━━ SOURCE PASSAGE ━━
IRELAND -- Rev. Donal Collins was known as "The Slinker" or "Paws." That's because he would prowl the dormitory at St. Peter's College in Wexford, Ireland, at night, looking for boys to indulge his perverted sexual desires.

The Diocese of Ferns received the first complaints of abuse against Father Collins in 1966. The bishop treated the case as a moral failure and sent the teacher-priest away, but he returned two years later and the abuse resumed. Some boys complained about demands for mutual masturbation and oral sex, but officials did nothing and Father Collins kept being promoted. The wave of complaints did not force his resignation until 1991. Two years later, he admitted to the abuses. He served one year in jail and was not defrocked until 2004 – 38 years after his sexual crimes began.

A Catholic priest blesses a child during communion in Belfast, Northern Ireland, Sunday.

Father Collins was just one of many Irish priests who got away with abusing children for many years, even decades, as the Catholic church in Ireland protected its own or failed to understand the severity of the allegations. Eventually, three state investigations were launched, two of them last year, each a damning chronicle of sexual horror. The Vatican refused to co-operate in those probes. But this weekend, Pope Benedict XVI apologized for the trauma inflicted on the victims and their families.

The Pope's unprecedented apology for the Irish scandal will only erode the credibility and authority of the Catholic church rather than salvaging its reputation, critics said Sunday. They said the Pope had made a tactical and moral error by not addressing similar scandals that are erupting all over the globe or spelling out precise disciplinary action.

The Pope's long-awaited 4,700-word apology, read aloud in Irish churches Sunday, may have been simple and direct but was flawed because of its omissions, critics said.

Pope Benedict greets the faithful during prayers on Sunday at the Vatican.

"There is a difference between being sorry and accepting responsibility," Colm O'Gorman, co-founder of a sexual-abuse victims' group, One in Four, and author of Beyond Belief , the best-selling book about the clerical abuse he himself suffered, said in an interview. "Nowhere in the document is there an acceptance of responsibility. It's clear that the Pope and the Vatican are determined not to address this global crisis."

Addressing the Irish victims and their families directly, the papal message said: "You have suffered grievously and I am truly sorry. I know nothing can undo the wrong you have endured. Your trust has been betrayed and your dignity has been violated."

He was critical of the Irish church's handling of the scandal, which came to light in the early 1990s even though cases of child molestation had been occurring since the 1940s. Referring to the Irish bishops, the Pope said, "Some of you and your predecessors failed, at times grievously, to apply long-established norms of canon law to the crime of child abuses … it must be admitted that grave errors of judgment were made and failures of leadership occurred. All this has seriously undermined your credibility and effectiveness."
━━━
- _WRITTEN REQUEST_:
Decide whether each statement agrees with the article on clerical abuse in Ireland, answering yes or no and quoting the words of the article that settle it: (a) The Diocese of Ferns first received complaints about Father Collins in 1966; (b) Father Collins spent two years in jail; (c) The Vatican cooperated with the state investigations.
━━ EXCERPTED RECORDS ━━
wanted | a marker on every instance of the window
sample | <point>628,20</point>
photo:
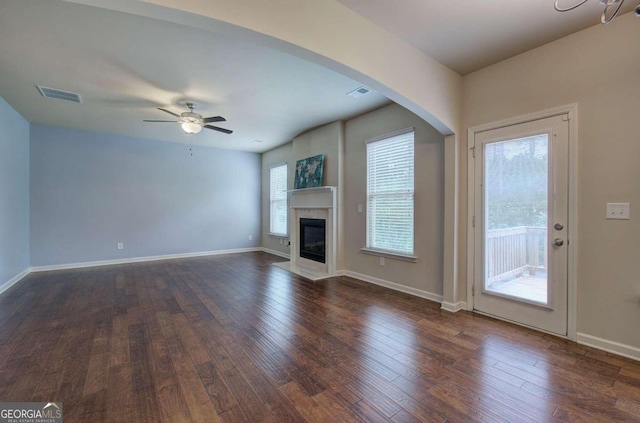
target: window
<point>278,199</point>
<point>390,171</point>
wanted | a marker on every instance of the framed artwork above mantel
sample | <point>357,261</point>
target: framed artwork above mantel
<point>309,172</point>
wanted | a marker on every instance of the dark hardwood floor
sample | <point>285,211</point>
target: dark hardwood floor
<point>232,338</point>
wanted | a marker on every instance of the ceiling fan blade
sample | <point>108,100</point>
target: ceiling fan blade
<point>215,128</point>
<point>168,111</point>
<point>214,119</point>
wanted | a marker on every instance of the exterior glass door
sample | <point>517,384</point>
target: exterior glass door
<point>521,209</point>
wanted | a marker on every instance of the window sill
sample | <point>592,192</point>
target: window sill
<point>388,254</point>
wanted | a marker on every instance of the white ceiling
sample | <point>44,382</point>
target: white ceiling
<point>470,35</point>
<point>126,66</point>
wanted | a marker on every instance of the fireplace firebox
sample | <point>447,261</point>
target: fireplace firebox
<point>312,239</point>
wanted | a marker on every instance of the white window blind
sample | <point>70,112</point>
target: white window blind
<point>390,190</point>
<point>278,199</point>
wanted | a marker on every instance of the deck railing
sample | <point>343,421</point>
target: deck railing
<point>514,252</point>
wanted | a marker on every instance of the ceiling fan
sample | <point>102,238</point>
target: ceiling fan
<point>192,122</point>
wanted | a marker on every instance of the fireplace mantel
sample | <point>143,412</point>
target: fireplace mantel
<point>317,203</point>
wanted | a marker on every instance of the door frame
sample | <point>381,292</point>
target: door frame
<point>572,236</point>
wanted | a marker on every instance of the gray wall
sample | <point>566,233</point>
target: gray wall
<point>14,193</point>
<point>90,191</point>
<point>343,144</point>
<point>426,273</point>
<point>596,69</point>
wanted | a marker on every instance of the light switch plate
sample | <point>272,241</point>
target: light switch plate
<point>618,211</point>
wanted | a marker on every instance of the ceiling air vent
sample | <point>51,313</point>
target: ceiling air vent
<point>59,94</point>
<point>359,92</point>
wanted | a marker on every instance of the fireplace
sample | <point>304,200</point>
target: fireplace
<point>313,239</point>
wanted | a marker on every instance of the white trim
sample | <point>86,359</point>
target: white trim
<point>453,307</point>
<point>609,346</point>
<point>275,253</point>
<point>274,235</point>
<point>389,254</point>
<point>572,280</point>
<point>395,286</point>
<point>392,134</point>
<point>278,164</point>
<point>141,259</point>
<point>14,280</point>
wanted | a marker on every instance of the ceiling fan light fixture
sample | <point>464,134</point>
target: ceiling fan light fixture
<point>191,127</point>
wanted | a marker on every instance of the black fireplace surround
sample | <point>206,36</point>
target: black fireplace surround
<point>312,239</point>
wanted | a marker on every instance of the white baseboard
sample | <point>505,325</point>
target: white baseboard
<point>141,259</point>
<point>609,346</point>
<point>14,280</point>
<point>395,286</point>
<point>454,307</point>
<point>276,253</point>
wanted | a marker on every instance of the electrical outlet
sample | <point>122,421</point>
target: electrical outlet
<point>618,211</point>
━━━
━━ EXCERPTED RECORDS ━━
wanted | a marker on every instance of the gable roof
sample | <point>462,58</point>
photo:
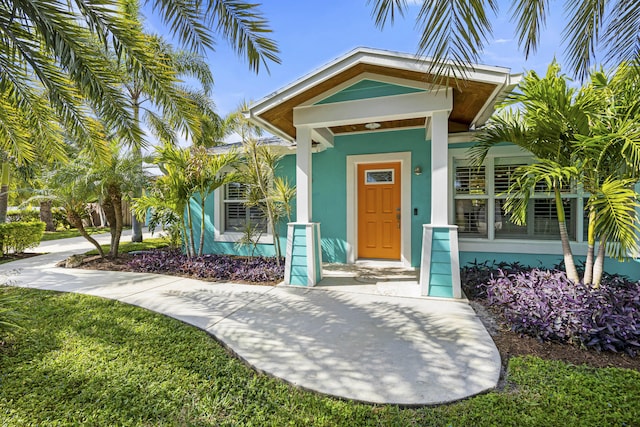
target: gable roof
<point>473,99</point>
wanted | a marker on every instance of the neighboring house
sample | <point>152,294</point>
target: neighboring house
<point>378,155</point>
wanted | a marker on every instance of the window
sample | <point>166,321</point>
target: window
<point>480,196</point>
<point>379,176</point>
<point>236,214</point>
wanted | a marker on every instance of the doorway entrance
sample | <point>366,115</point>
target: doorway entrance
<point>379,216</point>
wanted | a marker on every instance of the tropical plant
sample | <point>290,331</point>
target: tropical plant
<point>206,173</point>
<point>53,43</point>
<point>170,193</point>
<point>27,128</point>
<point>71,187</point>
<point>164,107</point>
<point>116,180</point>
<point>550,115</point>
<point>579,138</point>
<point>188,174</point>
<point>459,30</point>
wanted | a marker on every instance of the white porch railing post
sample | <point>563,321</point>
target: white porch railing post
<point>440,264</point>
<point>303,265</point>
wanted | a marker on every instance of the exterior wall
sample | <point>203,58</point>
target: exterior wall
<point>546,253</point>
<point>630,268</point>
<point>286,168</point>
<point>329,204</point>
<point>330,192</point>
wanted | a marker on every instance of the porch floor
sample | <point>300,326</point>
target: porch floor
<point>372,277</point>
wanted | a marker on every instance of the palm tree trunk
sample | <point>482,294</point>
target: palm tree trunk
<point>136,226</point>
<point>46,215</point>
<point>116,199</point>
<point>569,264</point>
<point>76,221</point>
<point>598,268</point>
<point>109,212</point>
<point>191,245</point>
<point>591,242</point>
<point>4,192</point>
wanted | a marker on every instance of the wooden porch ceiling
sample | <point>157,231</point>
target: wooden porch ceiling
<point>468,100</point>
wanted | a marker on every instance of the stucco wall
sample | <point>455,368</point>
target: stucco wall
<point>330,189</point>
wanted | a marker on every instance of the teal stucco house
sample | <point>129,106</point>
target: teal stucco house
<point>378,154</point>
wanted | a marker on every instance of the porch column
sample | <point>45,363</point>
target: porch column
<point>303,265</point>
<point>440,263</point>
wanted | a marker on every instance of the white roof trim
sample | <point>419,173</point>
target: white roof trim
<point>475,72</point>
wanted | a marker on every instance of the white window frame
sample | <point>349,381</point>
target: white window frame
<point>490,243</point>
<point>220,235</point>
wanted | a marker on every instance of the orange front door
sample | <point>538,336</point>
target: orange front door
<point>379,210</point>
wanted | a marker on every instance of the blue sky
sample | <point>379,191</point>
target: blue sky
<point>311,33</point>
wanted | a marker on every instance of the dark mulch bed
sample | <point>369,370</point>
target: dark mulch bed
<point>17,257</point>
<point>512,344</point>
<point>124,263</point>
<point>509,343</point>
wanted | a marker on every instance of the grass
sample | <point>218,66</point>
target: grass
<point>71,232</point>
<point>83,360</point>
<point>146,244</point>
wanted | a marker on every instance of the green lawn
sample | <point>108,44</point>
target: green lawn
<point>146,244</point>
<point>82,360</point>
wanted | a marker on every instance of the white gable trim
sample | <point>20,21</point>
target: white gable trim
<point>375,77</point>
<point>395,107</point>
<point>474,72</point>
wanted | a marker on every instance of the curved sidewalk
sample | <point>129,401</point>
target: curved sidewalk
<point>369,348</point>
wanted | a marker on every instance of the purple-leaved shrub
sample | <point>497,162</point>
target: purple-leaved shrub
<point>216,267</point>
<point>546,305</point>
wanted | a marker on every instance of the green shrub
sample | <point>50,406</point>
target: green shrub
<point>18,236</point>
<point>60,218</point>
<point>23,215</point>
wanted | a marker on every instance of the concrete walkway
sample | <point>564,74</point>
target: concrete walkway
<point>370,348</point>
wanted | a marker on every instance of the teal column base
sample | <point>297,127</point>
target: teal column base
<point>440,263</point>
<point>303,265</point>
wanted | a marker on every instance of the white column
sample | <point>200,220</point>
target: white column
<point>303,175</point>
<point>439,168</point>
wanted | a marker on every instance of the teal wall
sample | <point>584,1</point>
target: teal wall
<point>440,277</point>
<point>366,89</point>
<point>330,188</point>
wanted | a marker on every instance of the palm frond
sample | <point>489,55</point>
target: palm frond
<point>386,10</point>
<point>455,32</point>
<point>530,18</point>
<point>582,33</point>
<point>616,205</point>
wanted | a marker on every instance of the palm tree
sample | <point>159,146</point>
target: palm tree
━━━
━━ EXCERPTED RECORDS ━━
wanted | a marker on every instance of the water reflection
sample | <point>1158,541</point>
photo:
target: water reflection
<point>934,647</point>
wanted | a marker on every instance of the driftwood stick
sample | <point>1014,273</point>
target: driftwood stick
━━━
- _TASK RESPONSE_:
(a) Yes: "The Diocese of Ferns received the first complaints of abuse against Father Collins in 1966."
(b) No: "He served one year in jail"
(c) No: "The Vatican refused to co-operate in those probes."